* **EXERCISE DESCRIPTION**: Quote all of the data below word for word, keeping every line in its original order.

* **INPUT ROWS**:

*****

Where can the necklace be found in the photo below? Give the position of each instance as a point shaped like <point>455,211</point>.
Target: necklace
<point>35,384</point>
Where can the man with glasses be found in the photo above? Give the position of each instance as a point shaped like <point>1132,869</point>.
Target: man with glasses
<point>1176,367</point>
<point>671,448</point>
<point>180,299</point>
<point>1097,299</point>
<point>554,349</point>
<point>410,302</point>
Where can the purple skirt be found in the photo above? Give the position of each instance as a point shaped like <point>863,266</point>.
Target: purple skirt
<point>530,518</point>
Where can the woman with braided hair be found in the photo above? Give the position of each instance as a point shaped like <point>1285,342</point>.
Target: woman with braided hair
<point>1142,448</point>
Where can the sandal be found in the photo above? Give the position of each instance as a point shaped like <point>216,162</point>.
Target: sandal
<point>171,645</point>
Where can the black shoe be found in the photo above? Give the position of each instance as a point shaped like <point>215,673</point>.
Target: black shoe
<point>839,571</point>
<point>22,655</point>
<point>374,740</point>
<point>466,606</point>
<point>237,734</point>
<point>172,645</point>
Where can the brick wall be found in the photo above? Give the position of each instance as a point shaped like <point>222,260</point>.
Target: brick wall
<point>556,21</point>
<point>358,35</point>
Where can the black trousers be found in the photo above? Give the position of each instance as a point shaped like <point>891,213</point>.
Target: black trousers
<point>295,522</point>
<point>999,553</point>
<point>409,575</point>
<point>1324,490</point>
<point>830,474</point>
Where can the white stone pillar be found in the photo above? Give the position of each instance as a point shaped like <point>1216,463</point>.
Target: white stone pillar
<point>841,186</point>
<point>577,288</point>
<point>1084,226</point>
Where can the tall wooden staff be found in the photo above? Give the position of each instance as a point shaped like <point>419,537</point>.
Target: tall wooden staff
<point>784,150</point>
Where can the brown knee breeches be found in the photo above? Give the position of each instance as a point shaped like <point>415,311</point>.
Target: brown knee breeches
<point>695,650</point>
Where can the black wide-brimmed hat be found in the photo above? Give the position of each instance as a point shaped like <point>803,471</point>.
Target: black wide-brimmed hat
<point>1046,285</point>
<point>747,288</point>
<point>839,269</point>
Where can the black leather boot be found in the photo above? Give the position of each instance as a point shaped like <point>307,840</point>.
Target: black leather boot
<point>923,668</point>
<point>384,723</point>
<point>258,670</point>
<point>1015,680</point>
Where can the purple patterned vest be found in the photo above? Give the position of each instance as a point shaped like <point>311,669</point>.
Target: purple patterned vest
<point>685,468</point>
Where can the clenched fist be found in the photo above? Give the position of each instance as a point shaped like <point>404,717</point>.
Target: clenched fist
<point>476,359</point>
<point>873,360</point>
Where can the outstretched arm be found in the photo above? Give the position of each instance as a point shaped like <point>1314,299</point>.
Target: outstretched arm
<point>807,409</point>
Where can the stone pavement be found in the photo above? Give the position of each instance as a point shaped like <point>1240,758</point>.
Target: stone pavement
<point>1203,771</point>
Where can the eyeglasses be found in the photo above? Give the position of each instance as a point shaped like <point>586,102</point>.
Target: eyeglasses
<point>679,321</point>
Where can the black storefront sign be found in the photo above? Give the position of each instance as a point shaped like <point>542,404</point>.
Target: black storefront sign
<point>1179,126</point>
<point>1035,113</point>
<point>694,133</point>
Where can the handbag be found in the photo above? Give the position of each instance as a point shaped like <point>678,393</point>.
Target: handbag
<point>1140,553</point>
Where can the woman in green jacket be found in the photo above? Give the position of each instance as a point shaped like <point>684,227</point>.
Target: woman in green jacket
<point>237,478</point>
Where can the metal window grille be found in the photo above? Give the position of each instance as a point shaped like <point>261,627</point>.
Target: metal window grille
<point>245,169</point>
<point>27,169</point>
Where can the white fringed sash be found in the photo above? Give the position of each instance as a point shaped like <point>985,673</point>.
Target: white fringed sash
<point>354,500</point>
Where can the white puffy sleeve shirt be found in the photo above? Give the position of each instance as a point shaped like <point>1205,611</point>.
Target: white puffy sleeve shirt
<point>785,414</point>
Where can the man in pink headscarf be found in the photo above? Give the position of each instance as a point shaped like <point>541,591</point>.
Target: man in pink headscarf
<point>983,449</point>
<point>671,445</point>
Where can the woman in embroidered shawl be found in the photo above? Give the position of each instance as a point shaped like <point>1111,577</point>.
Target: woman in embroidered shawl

*****

* **FINAL RESULT**:
Where can the necklace be found in the photo below? Give the position of each instance as a point shaped like <point>455,211</point>.
Target: necklace
<point>35,384</point>
Where can the man with glasses be found in the photo above? Give the position of each instance as a point shaped like <point>1132,869</point>.
Target: man with glasses
<point>1176,367</point>
<point>671,448</point>
<point>180,299</point>
<point>1097,299</point>
<point>554,349</point>
<point>410,302</point>
Where can the purple skirt be found in the photo above? Give the position of each instance as a point shaped like <point>863,266</point>.
Target: purple skirt
<point>530,518</point>
Where can the woman with braided hair be found in the photo above? Give the position of each instance as a point shaped like <point>1285,342</point>.
Target: woman with braided hair
<point>1142,448</point>
Where can the sandal be found in the photo above? Give the position of each instance as a point shaped like <point>216,162</point>.
Target: sandal
<point>171,645</point>
Where can the black shoe be found in the photo above? Give the position of each instance as a point shaped like <point>215,673</point>.
Target: black shoe
<point>839,571</point>
<point>22,655</point>
<point>374,740</point>
<point>466,606</point>
<point>237,734</point>
<point>172,645</point>
Where can the brick wall be found in the photo above? Give the position of each instance as a point shaped like <point>222,260</point>.
Target: brick wall
<point>556,21</point>
<point>358,35</point>
Where can the black trousers be found in the photo above? Give the position of each instance as a point shaped like <point>891,213</point>.
Target: black trousers
<point>295,522</point>
<point>999,553</point>
<point>409,575</point>
<point>1324,490</point>
<point>830,474</point>
Where can the white stone pillar be found in the photo above? Give the position of each instance as a point shaped like <point>1216,463</point>.
Target: white stone pillar
<point>841,186</point>
<point>577,288</point>
<point>1084,226</point>
Where can the tall wooden staff be found in the photo above? Give the position of each instance as a point shaped like <point>419,537</point>.
Target: tall wooden staff
<point>784,150</point>
Where can the brown knee breeches be found in the photo above? Give the position of each instance as a point shaped like <point>415,311</point>.
Target: brown knee breeches
<point>695,650</point>
Where can the black wide-brimmed hat be found in the photo above? Give the position of each instance as a point shaped like <point>803,471</point>.
Target: black wide-brimmed hat
<point>1046,285</point>
<point>747,288</point>
<point>839,269</point>
Where can the black leather boot be found in the photo above? Give the position of each instance as a point shaped like <point>307,840</point>.
Target: black leather boot
<point>923,668</point>
<point>384,723</point>
<point>258,670</point>
<point>1015,680</point>
Where can the purple patterned vest be found in the photo above? Give the position of each instance as a point shaped like <point>311,669</point>.
Target: purple patterned vest
<point>685,468</point>
Where can the clenched fist be found in the photo above? Give the position of each instance as a point shaped like <point>404,717</point>.
Target: clenched fist
<point>476,359</point>
<point>873,360</point>
Where can the outstretched arm be found in the photo above? Give the position of each instance as a point shaped like <point>1314,299</point>.
Target: outstretched arm
<point>807,409</point>
Where can the stone pavement be found in the photo above? Give the position of each instance as a point shaped like <point>1240,758</point>.
Target: stone pavement
<point>1203,771</point>
Where can the eyeglasses be found in the photo above? Give the position of each instance as a point shaped like <point>586,102</point>.
Target: eyeglasses
<point>679,321</point>
Where can the black storefront sign be found in the photo above? Give the position of each instance as a point shaped like <point>542,404</point>.
Target: black storefront sign
<point>1179,126</point>
<point>1035,113</point>
<point>694,133</point>
Where can the handbag be found in the photo above? Give the position of each instance as a point shaped like <point>678,393</point>.
Target: handbag
<point>1140,553</point>
Where can the woman in green jacket be found in the photo above? Give the position of each instance as a point shaped like <point>684,227</point>.
Target: woman in green jacket
<point>237,478</point>
Where can the metal window grille be found in the photo above? Give the position of each instance as a point shaped like <point>261,627</point>.
Target: metal window grille
<point>245,169</point>
<point>27,169</point>
Where can the white fringed sash be found in the photo above? Give the position of each instance as a point shaped like <point>985,673</point>.
Target: white fringed sash
<point>354,500</point>
Where can the white puffy sleeve shirt be found in the photo above? Give the position of each instance as a point shaped like <point>1205,611</point>.
Target: white puffy sleeve shirt
<point>785,414</point>
Where can the man in pink headscarf be found in the photo above? Give the position of each instance as a point shaped like <point>541,591</point>.
Target: man in pink headscarf
<point>983,449</point>
<point>671,445</point>
Where can the woman in embroidered shawl be found in the photo above? Give the position of each instance as a point shaped like <point>1111,577</point>.
Target: woman in embroidered shawl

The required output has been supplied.